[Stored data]
** Begin **
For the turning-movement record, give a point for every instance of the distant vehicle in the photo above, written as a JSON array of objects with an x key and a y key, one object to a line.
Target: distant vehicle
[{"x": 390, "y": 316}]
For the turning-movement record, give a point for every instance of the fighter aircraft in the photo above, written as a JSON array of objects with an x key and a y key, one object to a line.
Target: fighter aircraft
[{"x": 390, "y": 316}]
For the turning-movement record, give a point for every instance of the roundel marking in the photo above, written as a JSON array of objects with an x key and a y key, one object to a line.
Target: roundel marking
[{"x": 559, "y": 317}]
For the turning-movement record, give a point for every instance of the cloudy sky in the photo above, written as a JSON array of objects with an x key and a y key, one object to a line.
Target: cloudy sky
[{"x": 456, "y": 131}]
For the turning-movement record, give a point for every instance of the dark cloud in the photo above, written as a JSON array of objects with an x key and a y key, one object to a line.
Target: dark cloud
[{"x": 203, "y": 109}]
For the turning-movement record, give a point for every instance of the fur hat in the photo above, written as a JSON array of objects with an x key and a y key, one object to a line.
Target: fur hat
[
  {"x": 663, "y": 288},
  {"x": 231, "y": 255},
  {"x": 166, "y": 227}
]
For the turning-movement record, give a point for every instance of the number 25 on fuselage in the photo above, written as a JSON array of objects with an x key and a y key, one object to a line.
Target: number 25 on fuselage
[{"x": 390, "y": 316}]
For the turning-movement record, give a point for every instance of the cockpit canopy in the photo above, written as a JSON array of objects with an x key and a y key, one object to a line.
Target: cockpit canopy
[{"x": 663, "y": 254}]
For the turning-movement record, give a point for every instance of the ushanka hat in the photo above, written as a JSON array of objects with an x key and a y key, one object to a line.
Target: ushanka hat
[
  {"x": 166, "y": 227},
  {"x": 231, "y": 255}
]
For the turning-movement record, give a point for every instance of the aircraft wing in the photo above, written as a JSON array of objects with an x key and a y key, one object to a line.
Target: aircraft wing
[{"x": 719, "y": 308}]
** End **
▶ STATED PROBLEM:
Print the listing above in full, exactly as it is.

▶ EXPECTED OUTPUT:
For the turning-movement record, give a point for every instance of the distant vehicle in the photo above, written as a JSON array of objects with an x key and a y key, one object to a line.
Target: distant vehicle
[{"x": 390, "y": 316}]
For the turning-movement record, give a point for every instance of the fighter aircraft in the photo above, written as a JSON array of objects with an x key and a y key, one object to a line.
Target: fighter aircraft
[{"x": 390, "y": 316}]
For the turning-movement record, give a point for every instance of the roundel marking in the photo above, written as a JSON array of objects with an x key and a y key, one object to a line.
Target: roundel marking
[{"x": 559, "y": 317}]
For the turning-movement record, give a point for every instance of the cloudy sky in the photo above, written as a JSON array of objects with an x key and a y key, one object to a line.
Target: cloudy sky
[{"x": 456, "y": 131}]
For the turning-movement record, give a point for every instance of the dark cloud in the photo above, written as a JSON array of objects with an x key and a y key, one object to a line.
Target: dark cloud
[{"x": 203, "y": 109}]
For the turning-movement record, give a point for every instance of the fur hat in the photo above, written as a JSON array of objects with an x key and a y key, one object to a line.
Target: fur hat
[
  {"x": 663, "y": 288},
  {"x": 231, "y": 255},
  {"x": 166, "y": 227}
]
For the turning-movement record, give a point for every instance of the number 25 on fuselage in the photo above, written as a JSON array of objects with an x key and a y key, one object to a line.
Target: number 25 on fuselage
[{"x": 390, "y": 316}]
For the turning-movement record, give a point for every instance of the cockpit canopy in the photo above, written as a JSON array of objects with an x key and a y key, one object to a line.
Target: cockpit canopy
[{"x": 663, "y": 254}]
For the turning-movement record, give a point for every instance of the ushanka hat in the photo above, written as a JSON array of objects with an x key and a y key, one object to a line.
Target: ushanka hat
[
  {"x": 166, "y": 227},
  {"x": 231, "y": 255}
]
For the turning-movement record, give a point for every instance of the aircraft wing in the photo above, written as a JSON array of objects with an x key and a y key, one object to a line.
Target: aircraft wing
[{"x": 719, "y": 308}]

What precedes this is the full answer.